BRIEF
Copy everything from the line containing "TARGET = woman's hand" down to the end of the records, requests included, and adjust every coordinate value in the answers by adding -24 to it.

MATERIAL
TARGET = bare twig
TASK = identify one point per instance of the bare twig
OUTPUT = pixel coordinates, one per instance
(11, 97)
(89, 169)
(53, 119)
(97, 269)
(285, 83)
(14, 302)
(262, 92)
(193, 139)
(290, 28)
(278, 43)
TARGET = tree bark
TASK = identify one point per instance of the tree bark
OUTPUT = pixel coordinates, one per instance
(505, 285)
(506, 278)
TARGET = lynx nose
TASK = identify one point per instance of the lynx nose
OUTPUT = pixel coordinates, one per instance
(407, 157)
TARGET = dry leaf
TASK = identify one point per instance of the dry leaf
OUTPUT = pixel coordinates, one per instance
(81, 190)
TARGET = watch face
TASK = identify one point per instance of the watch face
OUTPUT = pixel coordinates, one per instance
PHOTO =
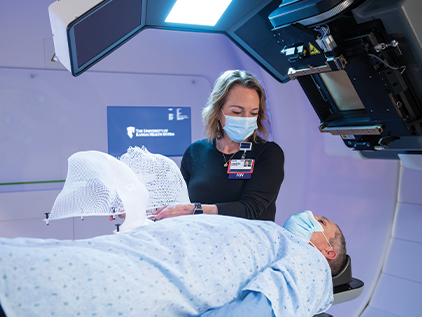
(198, 209)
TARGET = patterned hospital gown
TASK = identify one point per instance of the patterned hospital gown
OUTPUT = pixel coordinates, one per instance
(175, 267)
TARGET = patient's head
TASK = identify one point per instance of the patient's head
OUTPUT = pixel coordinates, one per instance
(334, 249)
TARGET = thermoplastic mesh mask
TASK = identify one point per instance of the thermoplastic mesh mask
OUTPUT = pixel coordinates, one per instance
(161, 176)
(98, 184)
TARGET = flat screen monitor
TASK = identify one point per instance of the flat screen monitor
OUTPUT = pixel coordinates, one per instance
(162, 130)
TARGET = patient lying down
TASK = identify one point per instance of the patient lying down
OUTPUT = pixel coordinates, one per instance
(179, 266)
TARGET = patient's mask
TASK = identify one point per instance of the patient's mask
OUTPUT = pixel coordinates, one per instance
(239, 128)
(303, 225)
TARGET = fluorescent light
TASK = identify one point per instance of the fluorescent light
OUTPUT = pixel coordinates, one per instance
(200, 12)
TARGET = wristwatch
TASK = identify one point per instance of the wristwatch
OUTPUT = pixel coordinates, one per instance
(198, 209)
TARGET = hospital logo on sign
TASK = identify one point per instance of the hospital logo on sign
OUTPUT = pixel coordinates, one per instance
(130, 131)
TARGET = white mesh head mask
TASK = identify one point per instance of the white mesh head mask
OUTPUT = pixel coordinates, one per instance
(98, 184)
(161, 176)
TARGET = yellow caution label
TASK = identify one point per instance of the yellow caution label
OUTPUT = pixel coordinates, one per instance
(313, 50)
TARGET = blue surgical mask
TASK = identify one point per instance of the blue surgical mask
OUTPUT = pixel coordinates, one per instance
(303, 225)
(239, 128)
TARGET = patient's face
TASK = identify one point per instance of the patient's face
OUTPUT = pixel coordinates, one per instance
(330, 230)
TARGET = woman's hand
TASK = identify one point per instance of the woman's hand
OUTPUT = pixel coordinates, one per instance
(173, 210)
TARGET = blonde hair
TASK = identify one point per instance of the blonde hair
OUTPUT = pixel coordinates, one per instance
(218, 97)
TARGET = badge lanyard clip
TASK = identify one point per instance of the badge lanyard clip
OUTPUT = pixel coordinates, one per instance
(245, 146)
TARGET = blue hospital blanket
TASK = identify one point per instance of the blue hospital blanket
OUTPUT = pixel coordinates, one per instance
(181, 266)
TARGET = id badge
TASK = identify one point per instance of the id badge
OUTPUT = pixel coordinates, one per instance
(240, 169)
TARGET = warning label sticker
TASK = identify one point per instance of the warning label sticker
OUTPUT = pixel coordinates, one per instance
(313, 50)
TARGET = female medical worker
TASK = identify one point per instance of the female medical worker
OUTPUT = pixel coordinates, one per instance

TASK RESPONSE
TARGET = woman's hand
TASK = identify one point per instance of the woman's hand
OUTPUT = pixel coordinates, one per instance
(149, 186)
TARGET = blonde hair
TASK = identify one point per instance of the blonde hair
OUTPUT = pixel coordinates, one per instance
(194, 73)
TARGET = badge lanyard clip
TASK = identify one point per instance of the badge lanyard clip
OUTPUT = pixel coordinates, one per instance
(221, 122)
TARGET = blue hospital blanket
TASK = identify one point per instance of the blue hospital blanket
OUTPUT = pixel coordinates, one per instance
(157, 242)
TARGET = id badge
TASK = identify one point per instance of the id badge
OUTPUT = pixel coordinates, one per instance
(216, 145)
TARGET = warning label sticker
TASK = identify one point per instance of the warning label sticker
OUTPUT = pixel coordinates, one per instance
(289, 26)
TARGET = female medical worker
TASK = identify one point per instance of the female medical worker
OUTPUT = pixel coordinates, one per instance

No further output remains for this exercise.